## EXERCISE INSTRUCTIONS
Render the material below as a Markdown table with the columns "Row" and "Line." Number each line in Row and leave out any blank lines.

##########

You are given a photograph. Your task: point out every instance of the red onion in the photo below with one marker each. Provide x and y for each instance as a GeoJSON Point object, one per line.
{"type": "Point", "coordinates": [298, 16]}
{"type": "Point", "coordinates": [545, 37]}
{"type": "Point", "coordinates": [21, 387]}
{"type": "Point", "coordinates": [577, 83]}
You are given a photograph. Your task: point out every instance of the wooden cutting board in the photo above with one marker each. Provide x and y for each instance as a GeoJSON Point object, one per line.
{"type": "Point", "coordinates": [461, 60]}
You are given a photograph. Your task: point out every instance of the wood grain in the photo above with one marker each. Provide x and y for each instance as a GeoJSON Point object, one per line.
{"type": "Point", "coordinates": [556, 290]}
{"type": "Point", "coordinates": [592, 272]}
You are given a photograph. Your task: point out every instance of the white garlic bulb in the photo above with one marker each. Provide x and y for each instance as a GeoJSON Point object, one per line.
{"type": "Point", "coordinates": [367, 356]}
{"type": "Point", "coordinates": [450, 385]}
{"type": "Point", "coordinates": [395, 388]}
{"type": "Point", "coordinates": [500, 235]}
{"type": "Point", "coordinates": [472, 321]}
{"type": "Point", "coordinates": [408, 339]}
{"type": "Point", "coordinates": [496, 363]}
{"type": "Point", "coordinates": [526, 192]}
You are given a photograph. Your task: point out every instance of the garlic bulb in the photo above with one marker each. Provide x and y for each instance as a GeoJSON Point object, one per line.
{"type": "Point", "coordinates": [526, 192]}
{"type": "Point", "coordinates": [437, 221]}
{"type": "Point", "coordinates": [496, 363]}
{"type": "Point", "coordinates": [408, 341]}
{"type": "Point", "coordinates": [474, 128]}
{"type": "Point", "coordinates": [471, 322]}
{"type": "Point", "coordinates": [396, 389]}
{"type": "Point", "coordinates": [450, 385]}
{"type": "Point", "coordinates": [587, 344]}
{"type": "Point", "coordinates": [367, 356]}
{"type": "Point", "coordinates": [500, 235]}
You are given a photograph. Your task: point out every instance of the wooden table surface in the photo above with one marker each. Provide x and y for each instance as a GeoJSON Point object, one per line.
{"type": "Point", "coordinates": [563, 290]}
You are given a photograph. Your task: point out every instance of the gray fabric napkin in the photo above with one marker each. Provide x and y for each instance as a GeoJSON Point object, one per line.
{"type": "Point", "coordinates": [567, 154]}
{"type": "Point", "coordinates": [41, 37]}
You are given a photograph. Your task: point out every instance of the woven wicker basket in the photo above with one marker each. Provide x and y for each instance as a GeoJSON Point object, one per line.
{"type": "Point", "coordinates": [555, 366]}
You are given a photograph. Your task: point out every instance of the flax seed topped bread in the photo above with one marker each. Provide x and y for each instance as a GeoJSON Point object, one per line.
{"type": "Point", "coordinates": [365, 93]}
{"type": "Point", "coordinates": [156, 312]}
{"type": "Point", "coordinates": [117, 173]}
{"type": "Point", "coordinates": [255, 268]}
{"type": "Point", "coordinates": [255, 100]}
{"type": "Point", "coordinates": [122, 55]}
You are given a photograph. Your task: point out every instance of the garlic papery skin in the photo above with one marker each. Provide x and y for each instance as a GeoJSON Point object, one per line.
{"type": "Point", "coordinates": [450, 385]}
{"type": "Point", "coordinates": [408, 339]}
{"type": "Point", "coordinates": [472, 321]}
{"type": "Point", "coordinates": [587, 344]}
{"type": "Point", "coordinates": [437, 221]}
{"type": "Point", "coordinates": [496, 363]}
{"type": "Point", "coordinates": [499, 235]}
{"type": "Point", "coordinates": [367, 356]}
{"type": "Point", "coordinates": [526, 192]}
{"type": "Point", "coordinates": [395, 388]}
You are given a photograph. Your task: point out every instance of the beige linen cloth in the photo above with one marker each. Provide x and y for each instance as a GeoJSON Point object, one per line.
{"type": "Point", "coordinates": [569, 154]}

##########

## RESULT FOR THIS EXERCISE
| Row | Line |
|---|---|
| 1 | You are given a photograph. Your task: point out every instance of the red onion in the photo below with one marker each. Provide x and y for each instance as a GeoJSON Point object, one per line. |
| 2 | {"type": "Point", "coordinates": [298, 16]} |
| 3 | {"type": "Point", "coordinates": [545, 37]} |
| 4 | {"type": "Point", "coordinates": [21, 387]} |
| 5 | {"type": "Point", "coordinates": [577, 83]} |
| 6 | You are given a photograph. Your task: point out every instance of the wooden cutting board in the photo above with one marker each. Provide x and y for each instance as a GeoJSON Point object, one per line. |
| 7 | {"type": "Point", "coordinates": [461, 60]} |
| 8 | You are given a photograph. Your task: point out every instance of the wood grain in the photo above with one marker each. Provide x and y for each instance as a GeoJSON Point object, one per line. |
| 9 | {"type": "Point", "coordinates": [556, 290]} |
| 10 | {"type": "Point", "coordinates": [592, 272]} |
| 11 | You are given a photograph. Your task: point out every instance of the white garlic bulb in the photo above with one marker each. Provide x and y for each instance as a GeoJSON Point object, one per line. |
| 12 | {"type": "Point", "coordinates": [367, 356]} |
| 13 | {"type": "Point", "coordinates": [450, 385]} |
| 14 | {"type": "Point", "coordinates": [395, 388]} |
| 15 | {"type": "Point", "coordinates": [500, 235]} |
| 16 | {"type": "Point", "coordinates": [472, 321]} |
| 17 | {"type": "Point", "coordinates": [408, 339]} |
| 18 | {"type": "Point", "coordinates": [496, 363]} |
| 19 | {"type": "Point", "coordinates": [526, 192]} |
| 20 | You are given a photograph. Your task: point out every instance of the garlic bulb in the photo above with one marker each. Provide x and y for each instance as a GeoJSON Point object, one per line. |
| 21 | {"type": "Point", "coordinates": [526, 192]} |
| 22 | {"type": "Point", "coordinates": [437, 221]} |
| 23 | {"type": "Point", "coordinates": [496, 363]} |
| 24 | {"type": "Point", "coordinates": [408, 341]} |
| 25 | {"type": "Point", "coordinates": [474, 128]} |
| 26 | {"type": "Point", "coordinates": [471, 322]} |
| 27 | {"type": "Point", "coordinates": [396, 389]} |
| 28 | {"type": "Point", "coordinates": [450, 385]} |
| 29 | {"type": "Point", "coordinates": [587, 344]} |
| 30 | {"type": "Point", "coordinates": [367, 356]} |
| 31 | {"type": "Point", "coordinates": [500, 235]} |
| 32 | You are given a photograph. Your task: point out every instance of the wooden table surface in the photo above with one marker each. Provide x and y for each instance as a GeoJSON Point object, one per line. |
| 33 | {"type": "Point", "coordinates": [563, 290]} |
| 34 | You are given a photograph. Your task: point out every instance of the gray fabric napkin in the photo above with one marker each. Provide x and y for each instance as a GeoJSON Point object, one per line. |
| 35 | {"type": "Point", "coordinates": [567, 154]} |
| 36 | {"type": "Point", "coordinates": [41, 37]} |
| 37 | You are given a photograph. Your task: point out every instance of the woven wicker basket in the photo above with one marker each. Provide x and y for each instance as a GeoJSON Point object, one per line. |
| 38 | {"type": "Point", "coordinates": [555, 366]} |
| 39 | You are given a photograph. Your task: point out every instance of the flax seed topped bread in the photo above with one marker each. Provide x and y for each instance as a GeoJSON Point object, one per line. |
| 40 | {"type": "Point", "coordinates": [365, 93]} |
| 41 | {"type": "Point", "coordinates": [156, 312]} |
| 42 | {"type": "Point", "coordinates": [117, 173]} |
| 43 | {"type": "Point", "coordinates": [255, 268]} |
| 44 | {"type": "Point", "coordinates": [255, 100]} |
| 45 | {"type": "Point", "coordinates": [122, 55]} |
| 46 | You are given a photograph. Your task: point out every instance of the garlic papery skin in the photo above with one marker each. Provide x and y for each instance as a GeoJSON Point object, one per line. |
| 47 | {"type": "Point", "coordinates": [450, 385]} |
| 48 | {"type": "Point", "coordinates": [408, 339]} |
| 49 | {"type": "Point", "coordinates": [472, 321]} |
| 50 | {"type": "Point", "coordinates": [587, 344]} |
| 51 | {"type": "Point", "coordinates": [437, 221]} |
| 52 | {"type": "Point", "coordinates": [496, 363]} |
| 53 | {"type": "Point", "coordinates": [499, 235]} |
| 54 | {"type": "Point", "coordinates": [367, 356]} |
| 55 | {"type": "Point", "coordinates": [526, 192]} |
| 56 | {"type": "Point", "coordinates": [395, 388]} |
| 57 | You are given a photograph. Your task: point out every instance of the beige linen cloth in the photo above with one marker each. Provide x and y for each instance as a GeoJSON Point object, one per line. |
| 58 | {"type": "Point", "coordinates": [569, 154]} |